------ EXTRAIT

PROTECT30 - retour sur 30 années d'architecture - Jo Verstraete d'Aiko
30 ans d'architecture et d'assurances
Nous sommes aux côtés des architectes depuis 30 ans. Durant ces années, la profession a beaucoup évolué ; et nous, nous avons évolué avec elle. Pour PROTECT 30, nous nous sommes entretenus avec quatre architectes que nous accompagnons depuis 30 ans. Quatre clients de la première heure. Quel regard portent-ils sur leur carrière, quelles en ont été les étapes marquantes et leur vision de l'assurance a-t-elle changé ?Épisode 2: Table ronde avec Jo Verstraete d'Aiko
Quels changements avez-vous observés dans le secteur de la construction ces 30 dernières années ? Et quelle en est l'incidence sur les tâches et les responsabilités de l'architecte ?
Je n'ai pas encore trente ans d'expérience, mais j'en suis déjà à vingt et c'est surtout au cours des vingt dernières années que tout a changé à un rythme effréné. L'univers de l'architecture dans lequel j'ai grandi était plus calme, plus tranquille.
Ces vingt dernières années, nous avons été confrontés à une multiplication des réglementations qui ont un impact sur l'ensemble du secteur de la construction et ne sont pas sans conséquences pour le concepteur. Je pense notamment aux règles régissant la coordination de la sécurité, la PEB, le terrassement et l'archéologie, la réglementation sur l'eau de pluie, les normes concernant le verre, etc. : toutes ont conduit à associer d'autres partenaires à la phase de conception, ce qui, pour l'architecte, suppose un surcroît de travail de coordination. Celui-ci doit en effet s'assurer que sa conception répond à ces obligations supplémentaires et que tous les aspects sont bien coordonnés dans la conception finale, ce qui ne peut se faire sans consulter les spécialistes concernés. Le coût du projet s'en trouve évidemment affecté. Dans la pratique, il est désormais fréquent que les honoraires de l'architecte soient divisés entre tous ces partenaires, ce qui suppose un surcoût considérable pour le maître d'ouvrage, en particulier pour les petits projets.

------------

# [À FAIRE]
A - Selon l'extrait, avec combien d'architectes les entretiens de PROTECT 30 ont-ils été menés ?
B - Restituez en liste JSON de chaînes, à raison d'une chaîne par ligne et sans les lignes vides, les enregistrements depuis la ligne contenant "Q: Point to the blue shirt" jusqu'à la fin des enregistrements, incluses.
L'extrait et les enregistrements ont des sources distinctes.

------ DONNÉES FOURNIES

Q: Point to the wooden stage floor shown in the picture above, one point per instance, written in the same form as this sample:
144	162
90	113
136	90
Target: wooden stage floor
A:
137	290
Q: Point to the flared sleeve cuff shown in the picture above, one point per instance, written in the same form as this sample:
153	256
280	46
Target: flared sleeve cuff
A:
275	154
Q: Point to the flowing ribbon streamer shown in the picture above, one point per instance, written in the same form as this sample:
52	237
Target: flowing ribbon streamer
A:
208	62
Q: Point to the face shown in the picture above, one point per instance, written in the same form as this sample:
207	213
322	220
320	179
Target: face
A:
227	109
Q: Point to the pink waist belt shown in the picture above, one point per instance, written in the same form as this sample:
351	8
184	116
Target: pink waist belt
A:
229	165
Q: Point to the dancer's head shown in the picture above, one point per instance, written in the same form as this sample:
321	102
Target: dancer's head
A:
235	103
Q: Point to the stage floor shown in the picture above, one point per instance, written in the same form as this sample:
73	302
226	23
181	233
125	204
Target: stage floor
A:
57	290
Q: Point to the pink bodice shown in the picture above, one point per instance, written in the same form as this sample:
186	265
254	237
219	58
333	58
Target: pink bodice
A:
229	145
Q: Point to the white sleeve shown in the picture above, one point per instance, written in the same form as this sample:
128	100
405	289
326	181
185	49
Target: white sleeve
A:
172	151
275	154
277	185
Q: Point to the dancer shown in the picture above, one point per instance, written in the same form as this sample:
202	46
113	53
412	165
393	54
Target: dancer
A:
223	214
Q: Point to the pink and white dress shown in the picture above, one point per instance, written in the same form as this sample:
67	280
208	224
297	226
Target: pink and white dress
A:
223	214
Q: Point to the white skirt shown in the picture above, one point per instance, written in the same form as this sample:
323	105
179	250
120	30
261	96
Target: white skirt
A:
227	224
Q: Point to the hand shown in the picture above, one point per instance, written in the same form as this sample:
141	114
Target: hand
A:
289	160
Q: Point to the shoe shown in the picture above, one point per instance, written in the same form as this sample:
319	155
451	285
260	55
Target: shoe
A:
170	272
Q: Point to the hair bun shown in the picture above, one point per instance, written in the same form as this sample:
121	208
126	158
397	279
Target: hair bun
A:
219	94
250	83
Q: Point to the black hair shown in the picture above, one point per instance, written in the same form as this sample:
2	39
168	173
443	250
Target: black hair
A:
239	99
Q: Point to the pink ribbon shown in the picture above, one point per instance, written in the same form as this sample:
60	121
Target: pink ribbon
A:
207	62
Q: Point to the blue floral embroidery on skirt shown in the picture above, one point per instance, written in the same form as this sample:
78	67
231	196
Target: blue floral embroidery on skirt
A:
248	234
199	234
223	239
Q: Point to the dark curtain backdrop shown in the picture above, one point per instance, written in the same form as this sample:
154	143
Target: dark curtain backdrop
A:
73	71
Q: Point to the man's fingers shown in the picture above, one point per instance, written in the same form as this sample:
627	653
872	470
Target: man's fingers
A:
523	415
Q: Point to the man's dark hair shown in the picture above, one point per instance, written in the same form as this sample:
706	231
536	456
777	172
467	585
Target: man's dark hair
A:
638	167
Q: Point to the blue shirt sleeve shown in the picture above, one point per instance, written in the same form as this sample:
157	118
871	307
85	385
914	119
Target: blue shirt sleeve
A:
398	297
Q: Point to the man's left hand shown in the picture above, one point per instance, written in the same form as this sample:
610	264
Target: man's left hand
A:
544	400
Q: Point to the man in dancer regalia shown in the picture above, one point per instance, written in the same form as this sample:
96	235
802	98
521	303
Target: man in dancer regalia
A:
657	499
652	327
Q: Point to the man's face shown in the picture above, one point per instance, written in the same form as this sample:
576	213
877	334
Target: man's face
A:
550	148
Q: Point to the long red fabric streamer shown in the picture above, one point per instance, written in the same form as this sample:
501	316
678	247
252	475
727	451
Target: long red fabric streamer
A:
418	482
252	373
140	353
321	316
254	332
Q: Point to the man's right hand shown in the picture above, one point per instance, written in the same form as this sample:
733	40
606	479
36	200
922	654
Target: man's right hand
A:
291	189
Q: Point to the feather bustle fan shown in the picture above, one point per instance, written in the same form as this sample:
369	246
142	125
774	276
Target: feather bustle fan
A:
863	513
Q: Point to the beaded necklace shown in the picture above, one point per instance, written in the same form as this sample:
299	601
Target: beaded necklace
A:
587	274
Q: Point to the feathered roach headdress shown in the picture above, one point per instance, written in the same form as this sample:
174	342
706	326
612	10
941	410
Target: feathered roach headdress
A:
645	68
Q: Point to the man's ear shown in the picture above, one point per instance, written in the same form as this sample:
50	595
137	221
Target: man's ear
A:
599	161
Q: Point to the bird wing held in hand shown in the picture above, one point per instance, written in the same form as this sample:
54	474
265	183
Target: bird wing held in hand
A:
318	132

------------

# [RÉPONSES RÉDIGÉES]
A - Avec quatre architectes, accompagnés depuis 30 ans.

B -
[
  "Q: Point to the blue shirt sleeve shown in the picture above, one point per instance, written in the same form as this sample:",
  "157\t118",
  "871\t307",
  "85\t385",
  "914\t119",
  "Target: blue shirt sleeve",
  "A:",
  "398\t297",
  "Q: Point to the man's left hand shown in the picture above, one point per instance, written in the same form as this sample:",
  "610\t264",
  "Target: man's left hand",
  "A:",
  "544\t400",
  "Q: Point to the man in dancer regalia shown in the picture above, one point per instance, written in the same form as this sample:",
  "96\t235",
  "802\t98",
  "521\t303",
  "Target: man in dancer regalia",
  "A:",
  "657\t499",
  "652\t327",
  "Q: Point to the man's face shown in the picture above, one point per instance, written in the same form as this sample:",
  "576\t213",
  "877\t334",
  "Target: man's face",
  "A:",
  "550\t148",
  "Q: Point to the long red fabric streamer shown in the picture above, one point per instance, written in the same form as this sample:",
  "501\t316",
  "678\t247",
  "252\t475",
  "727\t451",
  "Target: long red fabric streamer",
  "A:",
  "418\t482",
  "252\t373",
  "140\t353",
  "321\t316",
  "254\t332",
  "Q: Point to the man's right hand shown in the picture above, one point per instance, written in the same form as this sample:",
  "733\t40",
  "606\t479",
  "36\t200",
  "922\t654",
  "Target: man's right hand",
  "A:",
  "291\t189",
  "Q: Point to the feather bustle fan shown in the picture above, one point per instance, written in the same form as this sample:",
  "369\t246",
  "142\t125",
  "774\t276",
  "Target: feather bustle fan",
  "A:",
  "863\t513",
  "Q: Point to the beaded necklace shown in the picture above, one point per instance, written in the same form as this sample:",
  "299\t601",
  "Target: beaded necklace",
  "A:",
  "587\t274",
  "Q: Point to the feathered roach headdress shown in the picture above, one point per instance, written in the same form as this sample:",
  "174\t342",
  "706\t326",
  "612\t10",
  "941\t410",
  "Target: feathered roach headdress",
  "A:",
  "645\t68",
  "Q: Point to the man's ear shown in the picture above, one point per instance, written in the same form as this sample:",
  "50\t595",
  "137\t221",
  "Target: man's ear",
  "A:",
  "599\t161",
  "Q: Point to the bird wing held in hand shown in the picture above, one point per instance, written in the same form as this sample:",
  "54\t474",
  "265\t183",
  "Target: bird wing held in hand",
  "A:",
  "318\t132"
]